[Stored records]
------------------------

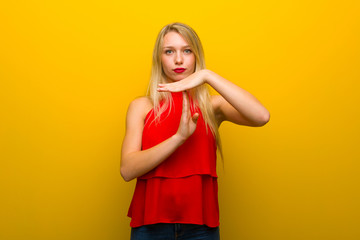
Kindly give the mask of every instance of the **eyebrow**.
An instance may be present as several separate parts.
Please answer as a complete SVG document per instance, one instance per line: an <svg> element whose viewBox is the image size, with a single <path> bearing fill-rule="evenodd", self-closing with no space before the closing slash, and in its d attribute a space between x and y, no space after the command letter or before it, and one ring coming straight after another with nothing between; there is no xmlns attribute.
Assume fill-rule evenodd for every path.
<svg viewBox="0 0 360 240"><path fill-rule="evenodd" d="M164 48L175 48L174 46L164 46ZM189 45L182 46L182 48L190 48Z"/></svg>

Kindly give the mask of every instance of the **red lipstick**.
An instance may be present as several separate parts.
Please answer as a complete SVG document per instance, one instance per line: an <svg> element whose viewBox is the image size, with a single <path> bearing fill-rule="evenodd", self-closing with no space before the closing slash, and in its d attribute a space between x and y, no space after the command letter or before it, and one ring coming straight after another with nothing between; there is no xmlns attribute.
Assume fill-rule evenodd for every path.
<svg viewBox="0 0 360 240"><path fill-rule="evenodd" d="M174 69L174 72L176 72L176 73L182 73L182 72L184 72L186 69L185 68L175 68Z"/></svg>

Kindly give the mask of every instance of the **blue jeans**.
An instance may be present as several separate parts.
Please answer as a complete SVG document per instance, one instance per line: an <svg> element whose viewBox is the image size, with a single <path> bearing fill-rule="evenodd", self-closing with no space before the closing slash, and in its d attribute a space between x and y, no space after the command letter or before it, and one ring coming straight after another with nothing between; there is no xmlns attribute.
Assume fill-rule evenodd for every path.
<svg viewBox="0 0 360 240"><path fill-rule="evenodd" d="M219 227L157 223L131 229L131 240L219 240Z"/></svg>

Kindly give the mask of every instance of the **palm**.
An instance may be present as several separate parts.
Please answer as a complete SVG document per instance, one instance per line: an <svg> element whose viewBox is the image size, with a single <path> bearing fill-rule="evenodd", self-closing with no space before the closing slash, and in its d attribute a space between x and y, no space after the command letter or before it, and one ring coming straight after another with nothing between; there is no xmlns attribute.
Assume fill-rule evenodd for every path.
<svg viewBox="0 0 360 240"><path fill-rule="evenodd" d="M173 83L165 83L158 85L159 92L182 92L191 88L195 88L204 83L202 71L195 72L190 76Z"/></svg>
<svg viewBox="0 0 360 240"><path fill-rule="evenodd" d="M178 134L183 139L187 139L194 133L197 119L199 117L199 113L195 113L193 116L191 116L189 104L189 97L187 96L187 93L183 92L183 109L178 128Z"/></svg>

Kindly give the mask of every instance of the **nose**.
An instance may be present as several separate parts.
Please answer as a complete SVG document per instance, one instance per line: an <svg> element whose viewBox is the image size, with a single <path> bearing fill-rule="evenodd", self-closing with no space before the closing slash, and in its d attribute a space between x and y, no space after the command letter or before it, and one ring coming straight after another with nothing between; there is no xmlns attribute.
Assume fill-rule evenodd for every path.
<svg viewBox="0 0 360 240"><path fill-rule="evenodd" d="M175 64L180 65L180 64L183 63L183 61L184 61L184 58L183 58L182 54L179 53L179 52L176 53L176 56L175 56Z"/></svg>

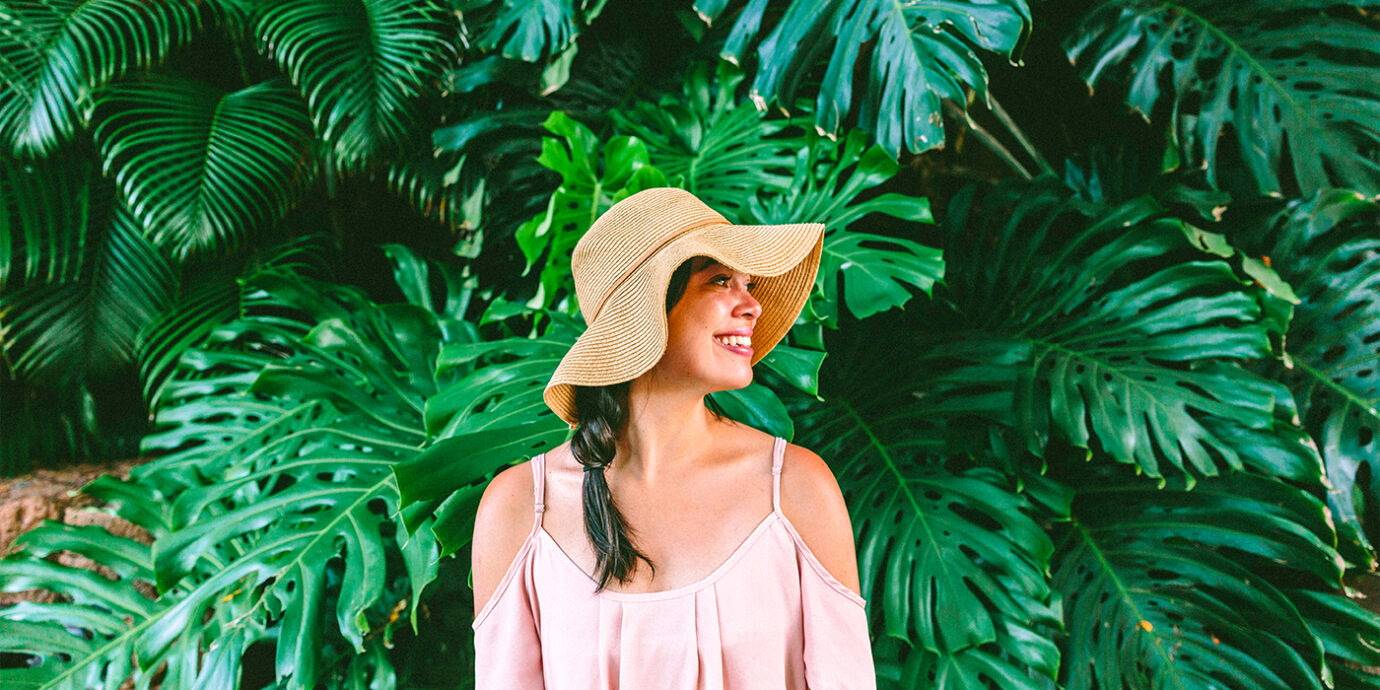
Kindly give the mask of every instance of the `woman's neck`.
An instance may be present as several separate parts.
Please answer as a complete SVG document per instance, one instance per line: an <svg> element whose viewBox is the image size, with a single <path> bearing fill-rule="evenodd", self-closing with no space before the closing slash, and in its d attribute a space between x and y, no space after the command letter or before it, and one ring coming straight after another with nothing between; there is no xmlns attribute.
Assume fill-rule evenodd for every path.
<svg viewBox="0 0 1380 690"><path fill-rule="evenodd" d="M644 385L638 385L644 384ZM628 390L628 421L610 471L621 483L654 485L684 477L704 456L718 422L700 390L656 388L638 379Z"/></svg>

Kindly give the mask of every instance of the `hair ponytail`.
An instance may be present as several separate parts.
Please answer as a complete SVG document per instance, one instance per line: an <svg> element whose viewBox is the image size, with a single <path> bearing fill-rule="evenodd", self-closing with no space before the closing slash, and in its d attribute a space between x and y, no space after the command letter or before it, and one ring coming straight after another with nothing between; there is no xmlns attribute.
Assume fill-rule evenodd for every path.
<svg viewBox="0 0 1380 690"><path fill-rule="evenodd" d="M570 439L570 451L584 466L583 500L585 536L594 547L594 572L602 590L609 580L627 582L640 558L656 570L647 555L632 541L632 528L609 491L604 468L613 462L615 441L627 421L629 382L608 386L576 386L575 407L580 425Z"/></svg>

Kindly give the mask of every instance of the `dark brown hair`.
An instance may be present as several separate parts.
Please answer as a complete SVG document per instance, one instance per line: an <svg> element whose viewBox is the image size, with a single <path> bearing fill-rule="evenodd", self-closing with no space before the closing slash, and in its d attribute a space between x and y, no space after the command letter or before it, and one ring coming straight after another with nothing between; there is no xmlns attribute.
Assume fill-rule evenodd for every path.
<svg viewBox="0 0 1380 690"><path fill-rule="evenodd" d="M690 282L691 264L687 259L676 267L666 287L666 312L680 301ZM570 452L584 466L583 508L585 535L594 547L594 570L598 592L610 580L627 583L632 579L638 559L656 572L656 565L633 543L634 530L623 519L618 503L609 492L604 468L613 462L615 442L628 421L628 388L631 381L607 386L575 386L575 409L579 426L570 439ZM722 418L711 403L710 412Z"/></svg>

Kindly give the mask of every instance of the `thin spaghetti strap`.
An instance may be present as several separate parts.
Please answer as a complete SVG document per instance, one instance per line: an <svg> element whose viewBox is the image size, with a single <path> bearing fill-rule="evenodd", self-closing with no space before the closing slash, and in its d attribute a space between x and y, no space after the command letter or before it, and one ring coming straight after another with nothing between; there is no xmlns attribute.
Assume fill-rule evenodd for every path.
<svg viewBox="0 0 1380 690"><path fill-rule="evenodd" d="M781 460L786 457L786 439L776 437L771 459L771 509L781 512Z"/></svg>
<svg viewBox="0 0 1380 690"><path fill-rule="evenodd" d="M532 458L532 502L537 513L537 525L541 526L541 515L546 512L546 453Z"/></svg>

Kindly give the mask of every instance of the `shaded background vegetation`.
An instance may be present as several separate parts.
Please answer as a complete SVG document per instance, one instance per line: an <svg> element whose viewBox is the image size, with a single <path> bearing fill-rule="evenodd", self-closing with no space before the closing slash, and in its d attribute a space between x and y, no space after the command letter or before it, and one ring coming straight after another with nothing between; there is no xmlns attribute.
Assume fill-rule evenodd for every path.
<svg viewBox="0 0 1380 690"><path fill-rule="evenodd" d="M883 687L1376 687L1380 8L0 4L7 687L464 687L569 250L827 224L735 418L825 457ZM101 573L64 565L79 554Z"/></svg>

------------------------

→ GOAL OF THE EXERCISE
Reproduce each line of the records exactly, omitting any picture.

→ THE COMPLETED TASK
Kindly give the mask of every instance of the **eyebrow**.
An instance may be present as several separate parts.
Please answer as a complete SVG document per instance, one instance per line: an <svg> element whose viewBox is the image size, with a single <path> bearing fill-rule="evenodd", self-closing with no space before the closing slash, and in its d attribute a space between x and y, no space after the command letter or before it, and one ring coming straight after another with nothing between; there is no xmlns attribute.
Assume fill-rule evenodd for every path.
<svg viewBox="0 0 360 240"><path fill-rule="evenodd" d="M164 48L175 48L174 46L164 46ZM189 45L182 46L182 48L190 48Z"/></svg>

Kindly give the mask of every instance of the **red lipstick**.
An instance may be present as several separate parts.
Please answer as a complete SVG document per instance, one instance per line: an <svg> element whose viewBox is the image size, with a single <path> bearing fill-rule="evenodd", self-closing with no space before the closing slash, and in its d attribute a space between x and y, no space after the command letter or before it, and one ring coming straight after another with nothing between; there is no xmlns attribute.
Assume fill-rule evenodd for every path.
<svg viewBox="0 0 360 240"><path fill-rule="evenodd" d="M174 69L174 72L176 72L176 73L182 73L182 72L184 72L186 69L185 68L175 68Z"/></svg>

Kindly give the mask of every instance of the **blue jeans**.
An instance may be present as several separate parts.
Please answer as a complete SVG document per instance, one instance per line: an <svg> element whose viewBox is the image size, with a single <path> bearing fill-rule="evenodd", self-closing with no space before the closing slash, and in its d attribute a space between x and y, no space after the command letter or before it, and one ring coming straight after another with nothing between; there is no xmlns attribute.
Assume fill-rule evenodd for every path.
<svg viewBox="0 0 360 240"><path fill-rule="evenodd" d="M219 227L157 223L131 229L131 240L219 240Z"/></svg>

Kindly give the mask of every instance of the **palm**.
An instance may be present as several separate parts.
Please answer as a complete SVG document per instance, one instance per line: an <svg> element whose viewBox is the image size, with a single <path> bearing fill-rule="evenodd", self-closing with no space before the closing slash, and in its d attribute a space between x and y, no space after the command letter or before it, and one ring coming straight after another with nothing between; there is no xmlns attribute.
Assume fill-rule evenodd for every path.
<svg viewBox="0 0 360 240"><path fill-rule="evenodd" d="M173 83L165 83L158 85L159 92L182 92L191 88L195 88L204 83L202 71L195 72L190 76Z"/></svg>
<svg viewBox="0 0 360 240"><path fill-rule="evenodd" d="M178 134L183 139L187 139L194 133L197 119L199 117L199 113L195 113L193 116L191 116L189 104L189 97L187 96L187 93L183 92L183 109L178 128Z"/></svg>

Kindly give the mask of every instance of the **nose**.
An instance may be present as several separate parts.
Please answer as a complete SVG document per instance, one instance per line: an <svg> element whose viewBox is the image size, with a single <path> bearing fill-rule="evenodd", self-closing with no space before the closing slash, and in its d attribute a space between x and y, no space after the command letter or before it, and one ring coming straight after another with nothing between; there is no xmlns attribute.
Assume fill-rule evenodd for every path.
<svg viewBox="0 0 360 240"><path fill-rule="evenodd" d="M175 64L180 65L180 64L183 63L183 61L184 61L184 58L183 58L182 54L179 53L179 52L176 53L176 56L175 56Z"/></svg>

Kindly give the mask of every instance of the `woman's neck`.
An instance may be present as several separate parts.
Please answer as a complete SVG document per instance, one instance per line: an <svg> element whose viewBox is the image size, with a single <path> bearing fill-rule="evenodd", self-closing with no space before the closing slash, and in its d attribute a space between x and y, no space after the command letter or before it, and one ring coming straight after another with nothing between; there is no xmlns attribute.
Assume fill-rule evenodd for every path.
<svg viewBox="0 0 1380 690"><path fill-rule="evenodd" d="M644 385L638 385L644 384ZM628 390L628 421L610 471L621 483L654 485L684 477L704 456L718 422L700 390L656 388L638 379Z"/></svg>

Kindly give the mask of every instance of the `hair ponytail`.
An instance may be present as several separate parts.
Please answer as a complete SVG document per instance, one instance per line: an <svg> element whose viewBox is the image size, with a single <path> bearing fill-rule="evenodd", self-closing with no space before the closing slash, and in its d attribute a space between x and y, no space after the command letter or before it, and one ring coming straight after another with nothing between; there is no xmlns attribute.
Assume fill-rule evenodd for every path.
<svg viewBox="0 0 1380 690"><path fill-rule="evenodd" d="M570 439L570 451L584 466L583 500L585 536L594 547L594 572L602 590L609 580L627 582L640 558L656 570L647 555L632 541L632 528L609 491L604 468L613 462L615 441L627 421L629 382L608 386L576 386L575 407L580 425Z"/></svg>

Kindly give the mask of every instance of the `dark brown hair`.
An instance may be present as several separate parts.
Please answer as a complete SVG document per instance, one instance per line: an <svg> element whose viewBox is the image size, with a single <path> bearing fill-rule="evenodd", self-closing with no space before the closing slash, and in its d attribute a space between x and y, no space after the command letter or before it, and one ring coming straight after another with nothing between; there is no xmlns attribute.
Assume fill-rule evenodd for every path.
<svg viewBox="0 0 1380 690"><path fill-rule="evenodd" d="M690 282L691 264L687 259L676 267L666 287L666 312L680 301ZM570 452L584 466L583 508L585 535L594 547L594 570L598 592L610 580L627 583L632 579L638 559L656 572L656 565L633 543L634 530L623 519L618 503L609 492L604 468L613 462L615 442L628 421L628 388L631 381L607 386L575 386L575 409L579 426L570 439ZM722 418L711 403L710 412Z"/></svg>

Kindly give the mask of every instance of the `thin spaghetti strap`.
An instance may be present as several separate parts.
Please answer as a complete SVG document per instance, one instance per line: an <svg> element whose viewBox is the image size, with a single <path> bearing fill-rule="evenodd", self-closing with no space before the closing slash, and in its d attribute a space between x and y, no space after the command letter or before it, and one ring coming straight after another with nothing between; there is no xmlns attribute.
Assume fill-rule evenodd for every path.
<svg viewBox="0 0 1380 690"><path fill-rule="evenodd" d="M781 460L786 457L786 439L776 437L771 459L771 509L781 512Z"/></svg>
<svg viewBox="0 0 1380 690"><path fill-rule="evenodd" d="M532 458L532 502L537 513L537 525L541 526L541 515L546 512L546 453Z"/></svg>

Kindly give the mask of every instance of the `shaded background vegetation`.
An instance may be present as several separate parts.
Please answer as a complete SVG document per instance, one instance per line: an <svg> element whose viewBox is the image size, with a single <path> bearing fill-rule="evenodd", self-closing with no space before the closing slash, and in its d attribute a space between x and y, no space after the command letter or before it, and one ring coming straight after another with nothing between; there is no xmlns attribute.
Assume fill-rule evenodd for every path.
<svg viewBox="0 0 1380 690"><path fill-rule="evenodd" d="M883 687L1376 687L1380 8L0 4L7 687L464 687L569 250L827 224L735 418L825 457ZM101 573L64 565L79 554Z"/></svg>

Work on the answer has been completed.